→ **Quoted passage**:
Small Business Resources, Business Advice and Forms from AllBusiness.com

Comptroller general of the United States David M. Walker.

By Wisniowski, Charles
Publication: Mortgage Banking
Date: Friday, June 1 2007

David M. Walker may seem like any other typical accountant, but there is nothing typical about his job or, more recently, about the way he's reaching out to his employers--the 300 million or so members of the tax-paying public.

As comptroller general of the United States, Walker has been

using his platform as the nation's chief accountability officer and head of the U.S. Government Accountability Office (GAO) to sound the alarm that the federal government is spending its way toward a $50 trillion bank-breaking deficit unless the next president and Congress start to enact reforms.

[ILLUSTRATION OMITTED]

Walker began his "Fiscal Wake-Up Tour" in September 2005, and has barnstormed the country in town-hall-style forums as well as taken his message to various media outlets from CBS' 60 Minutes to Comedy Central's Colbert Report and to his own video on You Tube.

Before his appointment to a 15-year term as comptroller general in November 1998, Walker had extensive executive-level experience in both the government and private industry. Between 1989 and 1998, he worked at Chicago-based Arthur Andersen LLP, where he was a partner and global managing director of the human capital services practice in Atlanta.

→ **Work instruction 1**: Summarize the article on David M. Walker in two sentences.
→ **Work instruction 2**: Decide whether each statement agrees with the article on David M. Walker, answering yes or no and quoting the words of the article that decide it. (a) Walker began his "Fiscal Wake-Up Tour" in November 1998. (b) Walker was appointed comptroller general for a 15-year term. (c) Walker was a partner at Arthur Andersen LLP.
The records that come next have nothing to do with the text.

→ **Entries provided**:
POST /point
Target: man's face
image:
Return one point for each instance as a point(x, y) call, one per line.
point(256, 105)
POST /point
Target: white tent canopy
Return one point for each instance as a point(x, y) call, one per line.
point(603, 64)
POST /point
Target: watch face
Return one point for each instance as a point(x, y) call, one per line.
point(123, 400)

→ **Problem solution 1**: David M. Walker, comptroller general of the United States and head of the GAO, has been warning that the federal government is spending its way toward a $50 trillion deficit unless the next president and Congress enact reforms. He began a "Fiscal Wake-Up Tour" in September 2005, and before his appointment in November 1998 he worked at Arthur Andersen LLP from 1989 to 1998.

→ **Problem solution 2**:
(a) No: "in September 2005"
(b) Yes: "his appointment to a 15-year term as comptroller general"
(c) Yes: "where he was a partner and global managing director of the human capital services practice in Atlanta"